Give every entry again, word for word and in full.
━━━━━━━━━━━━━━━━━━━━
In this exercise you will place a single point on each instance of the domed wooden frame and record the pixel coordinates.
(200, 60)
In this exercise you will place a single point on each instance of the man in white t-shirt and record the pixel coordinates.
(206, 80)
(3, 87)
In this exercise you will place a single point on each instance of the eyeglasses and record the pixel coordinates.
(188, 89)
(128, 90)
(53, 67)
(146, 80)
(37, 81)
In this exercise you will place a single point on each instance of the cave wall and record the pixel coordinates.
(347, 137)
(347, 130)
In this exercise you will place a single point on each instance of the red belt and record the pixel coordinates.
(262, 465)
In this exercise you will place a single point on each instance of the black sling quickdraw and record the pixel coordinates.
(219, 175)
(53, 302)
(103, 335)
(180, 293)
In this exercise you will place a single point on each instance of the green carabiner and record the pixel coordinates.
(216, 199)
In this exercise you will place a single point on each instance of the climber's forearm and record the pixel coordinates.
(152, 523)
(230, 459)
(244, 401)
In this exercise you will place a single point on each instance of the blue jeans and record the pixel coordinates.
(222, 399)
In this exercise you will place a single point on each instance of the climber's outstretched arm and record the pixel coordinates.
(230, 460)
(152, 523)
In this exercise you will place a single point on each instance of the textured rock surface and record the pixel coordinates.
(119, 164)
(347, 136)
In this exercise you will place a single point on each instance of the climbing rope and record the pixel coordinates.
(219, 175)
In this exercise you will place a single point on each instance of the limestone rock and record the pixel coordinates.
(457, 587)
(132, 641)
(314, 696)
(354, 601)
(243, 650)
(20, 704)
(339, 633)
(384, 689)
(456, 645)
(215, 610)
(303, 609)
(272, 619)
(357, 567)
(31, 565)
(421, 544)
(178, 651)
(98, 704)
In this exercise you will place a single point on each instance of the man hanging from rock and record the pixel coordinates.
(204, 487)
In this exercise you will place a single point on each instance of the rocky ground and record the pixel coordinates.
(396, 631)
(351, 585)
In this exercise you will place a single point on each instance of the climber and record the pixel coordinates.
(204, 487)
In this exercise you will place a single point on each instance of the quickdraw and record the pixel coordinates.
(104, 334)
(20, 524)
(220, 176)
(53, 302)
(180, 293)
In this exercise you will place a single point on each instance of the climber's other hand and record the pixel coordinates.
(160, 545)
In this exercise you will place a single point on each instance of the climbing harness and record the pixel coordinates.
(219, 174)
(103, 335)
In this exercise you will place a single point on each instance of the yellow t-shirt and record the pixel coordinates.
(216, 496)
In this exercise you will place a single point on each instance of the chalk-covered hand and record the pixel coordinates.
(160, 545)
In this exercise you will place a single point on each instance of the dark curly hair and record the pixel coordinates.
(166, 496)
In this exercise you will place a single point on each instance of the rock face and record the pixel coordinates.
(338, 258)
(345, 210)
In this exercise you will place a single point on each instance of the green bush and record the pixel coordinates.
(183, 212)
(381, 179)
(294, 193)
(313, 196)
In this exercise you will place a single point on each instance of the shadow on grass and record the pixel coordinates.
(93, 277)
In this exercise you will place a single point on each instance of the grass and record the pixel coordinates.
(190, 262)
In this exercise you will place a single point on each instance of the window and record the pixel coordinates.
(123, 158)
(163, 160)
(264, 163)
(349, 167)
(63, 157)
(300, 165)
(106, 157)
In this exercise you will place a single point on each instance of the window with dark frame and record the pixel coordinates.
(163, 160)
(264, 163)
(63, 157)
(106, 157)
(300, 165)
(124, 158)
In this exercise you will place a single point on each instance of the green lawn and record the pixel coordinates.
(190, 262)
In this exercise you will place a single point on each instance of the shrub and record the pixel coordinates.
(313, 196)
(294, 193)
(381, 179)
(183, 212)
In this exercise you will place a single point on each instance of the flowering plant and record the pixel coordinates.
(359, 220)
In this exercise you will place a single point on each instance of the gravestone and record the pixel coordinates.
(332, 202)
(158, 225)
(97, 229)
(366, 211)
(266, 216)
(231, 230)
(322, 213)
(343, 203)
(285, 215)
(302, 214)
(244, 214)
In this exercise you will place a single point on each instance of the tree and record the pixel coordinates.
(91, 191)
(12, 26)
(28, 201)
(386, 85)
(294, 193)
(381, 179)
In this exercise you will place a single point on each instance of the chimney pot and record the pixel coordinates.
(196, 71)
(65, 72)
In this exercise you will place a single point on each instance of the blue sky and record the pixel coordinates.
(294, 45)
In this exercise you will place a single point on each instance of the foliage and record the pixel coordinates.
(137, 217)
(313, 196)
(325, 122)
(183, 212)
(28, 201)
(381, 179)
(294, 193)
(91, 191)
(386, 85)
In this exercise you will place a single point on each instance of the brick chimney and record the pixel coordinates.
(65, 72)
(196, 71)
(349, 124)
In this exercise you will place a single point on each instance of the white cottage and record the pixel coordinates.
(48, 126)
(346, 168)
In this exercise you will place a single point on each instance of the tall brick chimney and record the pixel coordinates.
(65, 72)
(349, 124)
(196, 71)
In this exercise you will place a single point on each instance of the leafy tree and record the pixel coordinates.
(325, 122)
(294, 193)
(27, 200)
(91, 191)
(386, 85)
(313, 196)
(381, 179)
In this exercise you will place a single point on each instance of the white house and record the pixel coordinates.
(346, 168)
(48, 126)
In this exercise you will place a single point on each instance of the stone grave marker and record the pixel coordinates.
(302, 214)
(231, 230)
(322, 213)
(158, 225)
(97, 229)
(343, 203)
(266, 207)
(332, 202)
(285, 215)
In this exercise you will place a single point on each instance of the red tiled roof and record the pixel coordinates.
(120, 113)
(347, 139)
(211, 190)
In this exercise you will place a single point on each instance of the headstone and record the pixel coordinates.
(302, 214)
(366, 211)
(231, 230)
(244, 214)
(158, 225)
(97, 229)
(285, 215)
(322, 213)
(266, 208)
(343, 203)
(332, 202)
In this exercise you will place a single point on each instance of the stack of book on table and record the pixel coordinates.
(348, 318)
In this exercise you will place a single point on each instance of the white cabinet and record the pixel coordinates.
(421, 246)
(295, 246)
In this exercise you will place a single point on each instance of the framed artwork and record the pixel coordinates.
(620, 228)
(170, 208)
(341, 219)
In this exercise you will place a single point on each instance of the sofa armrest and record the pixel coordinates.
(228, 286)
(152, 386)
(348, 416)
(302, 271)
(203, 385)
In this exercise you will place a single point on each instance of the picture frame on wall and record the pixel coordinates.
━━━━━━━━━━━━━━━━━━━━
**Answer for the task:**
In this exercise you will place a single point on each instance of the domed wooden frame and record the pixel coordinates.
(200, 60)
In this exercise you will place a single point on each instance of the man in white t-shirt and record the pixel coordinates.
(206, 80)
(3, 87)
In this exercise you will place a single point on each instance of the eyeglasses and record the pixel coordinates.
(188, 89)
(128, 90)
(53, 67)
(146, 80)
(37, 81)
In this exercise you will place a single point on each instance of the cave wall and record the pixel coordinates.
(347, 137)
(347, 130)
In this exercise you will place a single point on each instance of the red belt and record the pixel coordinates.
(262, 465)
In this exercise you will place a single point on each instance of the black sling quickdraw and record the pixel coordinates.
(219, 175)
(53, 302)
(103, 335)
(180, 293)
In this exercise you will place a single point on each instance of the green carabiner and record the pixel coordinates.
(216, 199)
In this exercise you will place a single point on each instance of the climber's forearm and record the pixel coordinates.
(152, 523)
(230, 459)
(244, 401)
In this exercise you will place a single point on each instance of the blue jeans and record the pixel coordinates.
(222, 399)
In this exercise you will place a single point on each instance of the climber's outstretched arm and record the pixel coordinates.
(230, 460)
(152, 523)
In this exercise you will place a single point on each instance of the textured rock surface and record the pixel coordinates.
(119, 164)
(347, 136)
In this exercise you will place a single point on each instance of the climbing rope and record the pixel coordinates.
(219, 175)
In this exercise you will place a single point on each instance of the limestone rock and record the pixel coordinates.
(457, 587)
(132, 641)
(314, 696)
(354, 601)
(243, 650)
(20, 704)
(339, 633)
(384, 689)
(456, 645)
(215, 610)
(303, 609)
(272, 619)
(357, 567)
(31, 565)
(421, 544)
(178, 651)
(98, 704)
In this exercise you will place a single point on each instance of the man hanging from rock and record the pixel coordinates.
(204, 487)
In this exercise you will place a single point on each instance of the rocky ground and record the pixel coordinates.
(396, 631)
(351, 585)
In this exercise you will place a single point on each instance of the climber and record the pixel coordinates.
(204, 487)
In this exercise you will place a single point on each instance of the quickdraw and record the pixel coordinates.
(104, 334)
(20, 524)
(220, 176)
(53, 302)
(180, 293)
In this exercise you will place a single point on each instance of the climber's other hand and record the pixel coordinates.
(160, 545)
In this exercise you will place a single point on each instance of the climbing harness and record the pixel coordinates.
(219, 174)
(103, 335)
In this exercise you will place a single point on each instance of the yellow t-shirt and record the pixel coordinates.
(216, 496)
In this exercise you will place a single point on each instance of the chalk-covered hand and record the pixel coordinates.
(160, 545)
In this exercise you will place a single point on each instance of the dark curly hair and record the pixel coordinates.
(166, 496)
In this exercise you will place a single point on each instance of the rock face and record the pixel coordinates.
(338, 258)
(345, 210)
In this exercise you will place a single point on each instance of the green bush and record the pixel coordinates.
(183, 212)
(381, 179)
(294, 193)
(313, 196)
In this exercise you will place a single point on each instance of the shadow on grass and record the pixel coordinates.
(93, 277)
In this exercise you will place a single point on each instance of the grass and record the pixel coordinates.
(190, 262)
In this exercise you will place a single point on each instance of the window and record the pixel coordinates.
(123, 158)
(163, 160)
(264, 163)
(349, 167)
(63, 157)
(300, 165)
(106, 157)
In this exercise you will place a single point on each instance of the window with dark frame and record the pixel coordinates.
(163, 160)
(264, 163)
(63, 157)
(106, 157)
(300, 165)
(124, 158)
In this exercise you will place a single point on each instance of the green lawn and record the pixel coordinates.
(190, 262)
In this exercise you will place a single point on each instance of the shrub and record the pixel coordinates.
(313, 196)
(294, 193)
(381, 179)
(183, 212)
In this exercise you will place a single point on each instance of the flowering plant and record the pixel coordinates.
(359, 220)
In this exercise you will place a single point on each instance of the gravestone and record the pixel coordinates.
(332, 202)
(158, 225)
(97, 229)
(366, 211)
(266, 216)
(231, 230)
(322, 213)
(343, 203)
(285, 215)
(302, 214)
(244, 214)
In this exercise you will place a single point on each instance of the tree and record the pixel coordinates.
(91, 191)
(12, 26)
(28, 201)
(386, 85)
(294, 193)
(381, 179)
In this exercise you will place a single point on each instance of the chimney pot and record the pixel coordinates.
(196, 71)
(65, 72)
In this exercise you will place a single point on each instance of the blue sky and record the pixel coordinates.
(294, 45)
In this exercise you will place a single point on each instance of the foliage and record the pixel coordinates.
(137, 217)
(313, 196)
(325, 122)
(183, 212)
(28, 201)
(381, 179)
(294, 193)
(91, 191)
(386, 85)
In this exercise you will place a single point on each instance of the brick chimney and record the pixel coordinates.
(65, 72)
(196, 71)
(349, 124)
In this exercise you will place a single point on each instance of the white cottage and record the pixel coordinates.
(48, 126)
(346, 168)
In this exercise you will place a single point on each instance of the tall brick chimney and record the pixel coordinates.
(65, 72)
(349, 124)
(196, 71)
In this exercise you will place a single point on each instance of the leafy tree and record the pixel coordinates.
(325, 122)
(294, 193)
(27, 200)
(91, 191)
(386, 85)
(313, 196)
(381, 179)
In this exercise you will place a single point on each instance of the white house and record the pixel coordinates.
(346, 168)
(48, 126)
In this exercise you will place a single point on each instance of the stone grave marker and record the pixel coordinates.
(302, 214)
(231, 230)
(322, 213)
(158, 225)
(97, 229)
(343, 203)
(266, 207)
(332, 202)
(285, 215)
In this exercise you will place a single point on each instance of the red tiled roof and record the pixel coordinates.
(120, 113)
(347, 139)
(211, 190)
In this exercise you will place a single point on each instance of the headstone and record the pixel coordinates.
(302, 214)
(366, 211)
(231, 230)
(244, 214)
(158, 225)
(97, 229)
(285, 215)
(322, 213)
(266, 208)
(343, 203)
(332, 202)
In this exercise you will place a single point on each instance of the stack of book on table and record the pixel coordinates.
(348, 318)
In this exercise you will place a single point on each instance of the white cabinet and record the pixel coordinates.
(421, 246)
(295, 246)
In this exercise you will place a single point on each instance of the framed artwork and record the pixel coordinates.
(620, 228)
(170, 208)
(341, 219)
In this exercise you will place a single point on each instance of the sofa armrest and record the pixel coordinates.
(228, 286)
(152, 386)
(348, 416)
(302, 271)
(203, 385)
In this exercise you will place a single point on each instance of the picture frame on wall and record the pixel coordinates.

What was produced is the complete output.